======== DATA TO PROCESS ========
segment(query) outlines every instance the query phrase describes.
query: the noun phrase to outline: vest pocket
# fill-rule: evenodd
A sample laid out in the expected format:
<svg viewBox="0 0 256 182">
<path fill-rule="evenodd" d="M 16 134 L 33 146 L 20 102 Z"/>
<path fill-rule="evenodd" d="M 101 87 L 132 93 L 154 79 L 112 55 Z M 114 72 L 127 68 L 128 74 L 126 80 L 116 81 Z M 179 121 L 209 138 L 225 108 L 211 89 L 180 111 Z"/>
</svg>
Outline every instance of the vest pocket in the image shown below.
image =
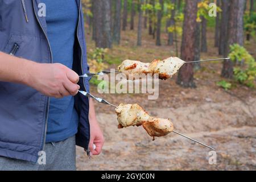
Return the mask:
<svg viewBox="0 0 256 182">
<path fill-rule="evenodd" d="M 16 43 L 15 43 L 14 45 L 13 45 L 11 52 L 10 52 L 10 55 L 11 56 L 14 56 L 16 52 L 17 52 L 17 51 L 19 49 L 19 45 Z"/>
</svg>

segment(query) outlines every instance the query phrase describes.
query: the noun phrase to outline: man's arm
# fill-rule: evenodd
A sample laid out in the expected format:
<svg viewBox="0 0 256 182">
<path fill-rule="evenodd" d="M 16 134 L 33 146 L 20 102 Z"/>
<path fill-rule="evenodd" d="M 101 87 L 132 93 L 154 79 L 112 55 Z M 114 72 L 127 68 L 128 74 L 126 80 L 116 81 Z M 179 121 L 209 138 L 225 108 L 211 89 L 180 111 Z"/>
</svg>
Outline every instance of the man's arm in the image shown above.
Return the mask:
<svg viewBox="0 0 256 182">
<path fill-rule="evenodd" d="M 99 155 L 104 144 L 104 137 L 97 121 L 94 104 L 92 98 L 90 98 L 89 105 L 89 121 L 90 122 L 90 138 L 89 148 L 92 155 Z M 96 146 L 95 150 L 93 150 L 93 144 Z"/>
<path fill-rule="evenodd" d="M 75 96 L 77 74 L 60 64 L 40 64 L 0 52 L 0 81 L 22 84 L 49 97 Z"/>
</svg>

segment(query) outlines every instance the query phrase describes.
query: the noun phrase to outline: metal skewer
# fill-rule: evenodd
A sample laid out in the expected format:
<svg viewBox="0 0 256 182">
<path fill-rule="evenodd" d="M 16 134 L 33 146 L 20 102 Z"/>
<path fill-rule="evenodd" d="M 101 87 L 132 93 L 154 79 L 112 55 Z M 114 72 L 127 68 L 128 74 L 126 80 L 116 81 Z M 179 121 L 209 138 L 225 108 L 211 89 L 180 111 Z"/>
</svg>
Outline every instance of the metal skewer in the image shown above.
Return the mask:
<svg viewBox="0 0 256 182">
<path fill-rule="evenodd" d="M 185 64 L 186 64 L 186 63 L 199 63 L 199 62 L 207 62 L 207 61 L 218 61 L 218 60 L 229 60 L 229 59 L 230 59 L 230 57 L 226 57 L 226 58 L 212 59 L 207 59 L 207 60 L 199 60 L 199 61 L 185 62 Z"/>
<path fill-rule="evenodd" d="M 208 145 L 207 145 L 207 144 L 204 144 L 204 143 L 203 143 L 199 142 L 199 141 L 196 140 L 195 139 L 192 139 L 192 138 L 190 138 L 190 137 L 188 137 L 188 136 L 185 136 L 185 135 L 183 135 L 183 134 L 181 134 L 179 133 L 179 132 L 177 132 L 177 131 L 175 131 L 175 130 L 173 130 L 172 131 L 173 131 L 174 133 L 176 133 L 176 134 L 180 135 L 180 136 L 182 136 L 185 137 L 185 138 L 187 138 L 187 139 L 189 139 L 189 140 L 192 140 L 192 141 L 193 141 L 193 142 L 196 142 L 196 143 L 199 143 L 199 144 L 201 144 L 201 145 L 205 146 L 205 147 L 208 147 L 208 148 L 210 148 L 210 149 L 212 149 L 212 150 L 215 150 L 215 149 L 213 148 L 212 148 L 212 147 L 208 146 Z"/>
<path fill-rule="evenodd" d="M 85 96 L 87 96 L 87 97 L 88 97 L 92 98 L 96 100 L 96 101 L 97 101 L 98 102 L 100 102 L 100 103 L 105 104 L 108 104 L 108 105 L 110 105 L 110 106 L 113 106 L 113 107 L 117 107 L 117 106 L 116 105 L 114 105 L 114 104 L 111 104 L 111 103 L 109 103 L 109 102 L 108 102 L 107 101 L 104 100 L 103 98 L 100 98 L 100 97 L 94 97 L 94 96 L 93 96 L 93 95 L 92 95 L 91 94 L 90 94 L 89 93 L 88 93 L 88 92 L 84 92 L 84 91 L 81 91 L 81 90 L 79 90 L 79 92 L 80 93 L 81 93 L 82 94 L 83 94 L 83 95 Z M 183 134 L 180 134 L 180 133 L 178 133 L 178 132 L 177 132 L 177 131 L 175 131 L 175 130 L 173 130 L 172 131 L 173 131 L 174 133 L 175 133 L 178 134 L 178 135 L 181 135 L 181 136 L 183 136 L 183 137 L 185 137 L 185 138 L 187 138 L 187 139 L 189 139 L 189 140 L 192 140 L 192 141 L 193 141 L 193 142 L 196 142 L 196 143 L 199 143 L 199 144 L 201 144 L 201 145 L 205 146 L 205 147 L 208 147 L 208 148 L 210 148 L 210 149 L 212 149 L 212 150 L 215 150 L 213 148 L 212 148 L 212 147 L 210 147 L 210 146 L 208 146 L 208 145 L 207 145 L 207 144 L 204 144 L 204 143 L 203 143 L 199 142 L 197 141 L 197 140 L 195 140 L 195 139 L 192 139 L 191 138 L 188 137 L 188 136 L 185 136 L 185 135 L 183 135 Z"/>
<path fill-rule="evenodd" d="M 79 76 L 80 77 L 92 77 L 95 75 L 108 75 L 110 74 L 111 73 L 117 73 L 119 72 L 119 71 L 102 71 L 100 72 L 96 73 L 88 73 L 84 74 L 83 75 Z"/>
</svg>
========
→ WORK INSTRUCTIONS
List every line in the rows above that contains the string "vest", matching case exactly.

→ RESULT OF THE EXERCISE
query: the noun phrase to outline: vest pocket
Outline every instance of the vest pocket in the image shown below.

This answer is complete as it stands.